(Aim of the exercise) Without altering a single word, repeat the records that follow.

(Extracted records)

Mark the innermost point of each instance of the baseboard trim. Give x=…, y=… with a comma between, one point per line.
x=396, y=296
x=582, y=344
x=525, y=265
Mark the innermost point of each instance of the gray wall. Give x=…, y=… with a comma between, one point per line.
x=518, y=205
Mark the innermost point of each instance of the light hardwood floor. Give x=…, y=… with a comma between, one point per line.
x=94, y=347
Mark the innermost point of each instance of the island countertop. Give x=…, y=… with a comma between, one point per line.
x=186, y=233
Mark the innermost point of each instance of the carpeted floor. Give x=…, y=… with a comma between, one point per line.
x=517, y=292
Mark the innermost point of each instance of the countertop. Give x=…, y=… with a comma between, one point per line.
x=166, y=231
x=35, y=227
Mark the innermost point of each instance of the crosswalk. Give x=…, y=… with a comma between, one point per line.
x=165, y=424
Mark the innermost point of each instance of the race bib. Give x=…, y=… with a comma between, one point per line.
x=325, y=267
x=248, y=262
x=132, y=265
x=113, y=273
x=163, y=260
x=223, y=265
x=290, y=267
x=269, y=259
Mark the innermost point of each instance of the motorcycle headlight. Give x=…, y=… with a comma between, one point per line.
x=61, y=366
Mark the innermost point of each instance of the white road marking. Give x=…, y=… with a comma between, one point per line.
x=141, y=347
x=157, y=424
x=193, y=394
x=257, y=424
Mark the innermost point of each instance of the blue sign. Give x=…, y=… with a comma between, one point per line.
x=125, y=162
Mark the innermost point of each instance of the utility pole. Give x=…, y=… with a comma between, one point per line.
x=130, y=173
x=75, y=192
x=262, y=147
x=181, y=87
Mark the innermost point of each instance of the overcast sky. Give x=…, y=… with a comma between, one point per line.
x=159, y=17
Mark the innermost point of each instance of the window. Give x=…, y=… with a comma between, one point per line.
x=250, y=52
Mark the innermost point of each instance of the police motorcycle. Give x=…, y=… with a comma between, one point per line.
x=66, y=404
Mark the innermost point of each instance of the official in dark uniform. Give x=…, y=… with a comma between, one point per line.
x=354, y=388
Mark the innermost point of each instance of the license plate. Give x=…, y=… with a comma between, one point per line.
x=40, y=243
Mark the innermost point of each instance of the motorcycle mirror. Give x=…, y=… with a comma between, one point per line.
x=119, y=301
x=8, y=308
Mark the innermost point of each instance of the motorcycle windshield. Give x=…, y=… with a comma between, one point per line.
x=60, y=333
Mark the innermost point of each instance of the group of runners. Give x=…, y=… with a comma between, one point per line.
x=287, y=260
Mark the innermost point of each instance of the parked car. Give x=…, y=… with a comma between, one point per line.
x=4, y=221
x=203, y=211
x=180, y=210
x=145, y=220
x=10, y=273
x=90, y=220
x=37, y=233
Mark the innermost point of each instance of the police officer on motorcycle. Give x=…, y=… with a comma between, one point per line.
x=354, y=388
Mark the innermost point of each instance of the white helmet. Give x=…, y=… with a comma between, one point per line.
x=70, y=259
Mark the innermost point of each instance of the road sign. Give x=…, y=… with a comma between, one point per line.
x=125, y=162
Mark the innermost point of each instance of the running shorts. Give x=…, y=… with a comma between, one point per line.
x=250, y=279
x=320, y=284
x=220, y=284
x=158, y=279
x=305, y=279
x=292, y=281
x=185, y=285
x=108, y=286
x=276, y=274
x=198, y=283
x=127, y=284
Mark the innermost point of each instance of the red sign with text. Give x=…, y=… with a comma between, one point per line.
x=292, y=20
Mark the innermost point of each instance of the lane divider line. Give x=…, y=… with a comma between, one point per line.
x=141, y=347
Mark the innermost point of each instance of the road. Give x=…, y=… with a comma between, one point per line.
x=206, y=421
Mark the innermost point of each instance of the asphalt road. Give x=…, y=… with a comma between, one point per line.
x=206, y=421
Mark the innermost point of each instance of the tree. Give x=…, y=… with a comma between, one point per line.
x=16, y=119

(Answer to this task)
Mark the innermost point of each instance of the baseboard trim. Give x=…, y=… with a comma between, one point per line.
x=396, y=296
x=582, y=344
x=525, y=265
Mark the innermost point of each instance of the gray wall. Give x=…, y=… with a comma between, one point per line.
x=518, y=205
Mark the innermost point of each instance of the light hardwood floor. Give x=…, y=… with a comma between, one point per line.
x=94, y=347
Mark the innermost point of each instance of the island countertop. Give x=…, y=… with a comma between, one point per line.
x=186, y=233
Mark the innermost point of each instance of the carpeted floor. Give x=…, y=… with a comma between, one point per line.
x=517, y=292
Mark the innermost point of each instance of the countertop. Give x=…, y=… with a comma between, one point per line.
x=166, y=231
x=35, y=227
Mark the innermost point of each instance of the crosswalk. Give x=…, y=… with a comma between, one point per line.
x=165, y=424
Mark the innermost point of each instance of the race bib. Give x=…, y=… with a comma between, one point per line.
x=325, y=267
x=248, y=262
x=132, y=265
x=113, y=273
x=163, y=260
x=223, y=265
x=290, y=267
x=269, y=259
Mark the innermost point of each instance of the motorcycle headlight. Give x=…, y=… with a comma between, one point per line.
x=61, y=366
Mark the innermost point of each instance of the white road marking. Give x=…, y=… with a comma between, one point per line.
x=141, y=347
x=157, y=424
x=193, y=394
x=257, y=424
Mark the innermost point of each instance of the blue sign. Give x=…, y=… with a comma between, one point per line.
x=125, y=162
Mark the innermost point of each instance of the utility pole. Give x=…, y=… with a comma between, one point per line.
x=130, y=173
x=75, y=192
x=262, y=147
x=181, y=87
Mark the innermost point of each instance of the overcast sky. Give x=…, y=… with a comma between, one point per line.
x=159, y=17
Mark the innermost point of each instance of the window. Give x=…, y=… with a comma between, one point per line.
x=250, y=52
Mark the innermost point of each instance of the police motorcycle. Give x=…, y=… with a comma between, one point per line.
x=66, y=404
Mark the innermost point of each instance of the official in dark uniform. Give x=…, y=… with a comma between, one point per line.
x=354, y=388
Mark the innermost point of each instance of the license plate. Give x=…, y=… with a comma between, one point per line.
x=40, y=243
Mark the innermost point of each instance of the motorcycle mirror. Give x=…, y=… with a comma between, one point per line.
x=119, y=301
x=8, y=308
Mark the innermost point of each instance of the motorcycle windshield. Give x=…, y=… with a comma between, one point per line.
x=60, y=333
Mark the innermost point of each instance of the group of runners. Give x=…, y=… with a comma between, one point per line.
x=287, y=260
Mark the innermost point of each instance of the parked car. Give x=…, y=… with a comma between, one point per line.
x=4, y=221
x=203, y=211
x=180, y=210
x=145, y=220
x=10, y=273
x=90, y=220
x=37, y=233
Mark the innermost point of each instance of the police officer on motorcycle. Give x=…, y=… with a comma between, one point per line.
x=354, y=388
Mark the innermost point of each instance of the white helmet. Give x=…, y=… with a comma between, one point per line.
x=70, y=259
Mark the innermost point of each instance of the road sign. Give x=…, y=… with a comma between, one point per line.
x=125, y=162
Mark the innermost point of each instance of the running shorts. Give x=…, y=… with a comma between, one point per line.
x=250, y=279
x=320, y=284
x=220, y=284
x=158, y=279
x=305, y=279
x=292, y=281
x=185, y=285
x=108, y=286
x=276, y=274
x=198, y=283
x=127, y=284
Mark the innermost point of each instance of the red sign with text. Give x=…, y=… with a comma between, one point per line.
x=292, y=20
Mark the innermost point of each instance of the lane divider line. Give x=…, y=… with a comma between, one point per line.
x=141, y=347
Mark the innermost point of each instance of the road. Give x=…, y=… with a comma between, one point per line.
x=206, y=421
Mark the innermost point of each instance of the asphalt road. Give x=…, y=… with a comma between, one point per line.
x=206, y=421
Mark the innermost point of each instance of the tree. Give x=…, y=… with a comma between, one point per line.
x=16, y=119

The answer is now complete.